** TUGAS ANDA **
Jawab pertanyaan berikut berdasarkan teks tentang bacaan setelah iqamat:
1. Menurut terjemahan hadits, apa yang diucapkan Nabi ketika Bilal mengucapkan "QAD QAMATI SHALAT"?
2. Siapa yang meriwayatkan hadits tersebut?
3. Apa yang dikatakan tentang Syahr bin Hausyab dalam kutipan dari Nailul Authar?

** TEKS DOKUMEN **
★ ★ ★ ★

Bacaan setelah iqamat (AQAMAHA ALLAHU WA ADAMAHA):
عَنْ شَهْرِ ابْنُ حَوْشَبٍ عَنْ ابِى أُمَامَةَ أَوْ عَنْ أَصْحَابِ النَّبِيِّ أَنَّ بِلالاً أَخَدَ فِي الاِقَامَةِ فَلَمَّا أَنْ قَالَ قَدْ قَامَةِ الصَّلاة، قَال النبيّ: أَقَامَهَا اللّهُ وَاَدَامَهَا. وَقَالَ فِى سَائِرِ الاِقَامَةِ بِنَحْوِ حَدِيْثِ عُمَرَ فِى سَائِرِ الآذَنِ - رواه ابوا داود، عون المعبود : 2 : 230
Dari Syahr bin Hausyab dari Abu Umamah atau dari sebagian sahabat Nabi SAW: Sesungguhnya Bilal melakukan qamat, maka ketika a (Bilal) mengucapkan; QAD QAMATI SHALAT, maka Nabi mengucapkan; AQAMAHA ALLAHU WA ADAMAHA, dan ia (Rasul) mengucapkan sebagaimana lafadz-lafadz qamat. Dalam hadits Umar di katakan seperti pada lafadz-lafadz adzan. (H.R. Abu Daud; ‘Aunu al-Ma’bud, 2: 230)
أالحَدِيْثُ فِى إإِسْنَادِهِ رَجُلٌ مَجْهُولٌ، وَ شَهْرُ بْنُ حَوشَبِ تَكَلَّمَ فِيْهِ غَيْرُ وَاحِدٍ – نيل الاوطار، 2: 60
Dalam hadits di atas, sanadnya ada seorang laki-laki yang Majhul (tidak dikenal), dan Syahr bin Hausyab diperbincangkan bukan oleh satu orang saja. (Nailul Authar, 2: 60)
KETERANGAN:
Oleh karena itu tidak perlu membaca AQAMAH ALLAHU WA ADAMAHA setelah iqamat.

★ ★ ★ ★

** Label titik objek **
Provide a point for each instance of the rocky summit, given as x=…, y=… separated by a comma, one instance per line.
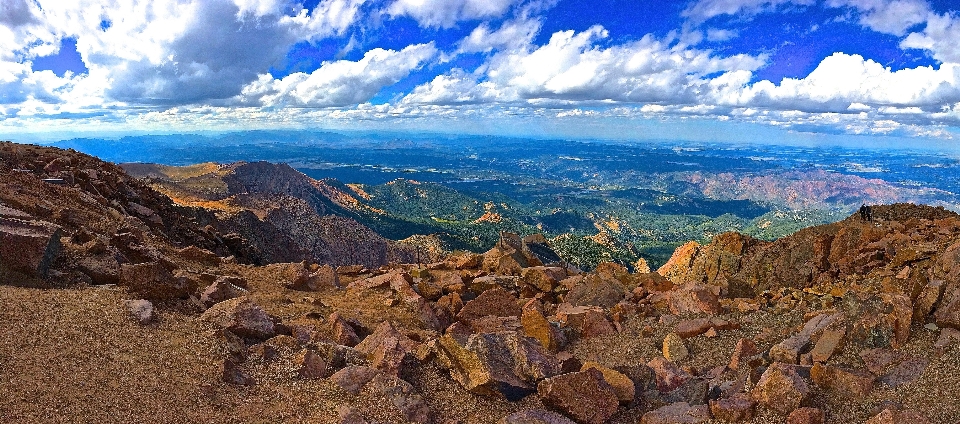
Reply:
x=245, y=293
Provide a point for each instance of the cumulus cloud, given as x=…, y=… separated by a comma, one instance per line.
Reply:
x=160, y=51
x=446, y=13
x=703, y=10
x=843, y=81
x=573, y=67
x=513, y=34
x=340, y=83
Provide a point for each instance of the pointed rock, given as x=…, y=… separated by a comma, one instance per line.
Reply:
x=584, y=396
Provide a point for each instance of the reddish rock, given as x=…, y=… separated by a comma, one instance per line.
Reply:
x=536, y=326
x=880, y=359
x=350, y=415
x=542, y=278
x=673, y=348
x=141, y=310
x=829, y=342
x=842, y=381
x=737, y=408
x=387, y=348
x=948, y=313
x=677, y=413
x=352, y=378
x=232, y=372
x=535, y=416
x=806, y=415
x=154, y=281
x=595, y=324
x=343, y=333
x=221, y=289
x=745, y=348
x=622, y=385
x=402, y=396
x=596, y=291
x=310, y=365
x=781, y=389
x=905, y=372
x=948, y=336
x=892, y=416
x=667, y=375
x=496, y=302
x=694, y=298
x=28, y=247
x=584, y=396
x=504, y=364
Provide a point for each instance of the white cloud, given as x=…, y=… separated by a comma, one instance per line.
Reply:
x=340, y=83
x=513, y=34
x=446, y=13
x=159, y=51
x=841, y=80
x=891, y=17
x=703, y=10
x=572, y=67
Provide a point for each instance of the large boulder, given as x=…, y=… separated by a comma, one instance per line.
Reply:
x=584, y=396
x=504, y=364
x=596, y=291
x=781, y=389
x=27, y=249
x=154, y=281
x=677, y=413
x=496, y=302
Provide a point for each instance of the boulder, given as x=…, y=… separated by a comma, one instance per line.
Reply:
x=673, y=348
x=596, y=291
x=536, y=326
x=141, y=310
x=343, y=333
x=744, y=349
x=27, y=248
x=535, y=416
x=737, y=408
x=402, y=396
x=244, y=318
x=667, y=375
x=154, y=281
x=781, y=389
x=893, y=416
x=232, y=372
x=387, y=348
x=622, y=385
x=542, y=278
x=842, y=381
x=806, y=415
x=352, y=378
x=496, y=302
x=584, y=396
x=677, y=413
x=504, y=364
x=224, y=288
x=692, y=298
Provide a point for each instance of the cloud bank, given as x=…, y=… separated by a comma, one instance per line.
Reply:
x=188, y=64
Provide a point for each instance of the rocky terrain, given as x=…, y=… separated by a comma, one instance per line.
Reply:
x=122, y=305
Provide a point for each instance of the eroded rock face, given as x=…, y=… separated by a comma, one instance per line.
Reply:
x=504, y=364
x=584, y=396
x=781, y=389
x=27, y=247
x=535, y=416
x=677, y=413
x=154, y=280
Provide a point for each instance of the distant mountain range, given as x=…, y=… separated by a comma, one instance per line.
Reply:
x=595, y=201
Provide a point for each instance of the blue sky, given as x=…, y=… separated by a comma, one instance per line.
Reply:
x=810, y=71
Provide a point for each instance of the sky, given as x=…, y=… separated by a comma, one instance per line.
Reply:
x=809, y=71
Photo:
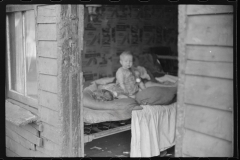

★ ★ ★ ★

** HASIL TUGAS **
1. AQAMAHA ALLAHU WA ADAMAHA.
2. Abu Daud.
3. Ia diperbincangkan bukan oleh satu orang saja.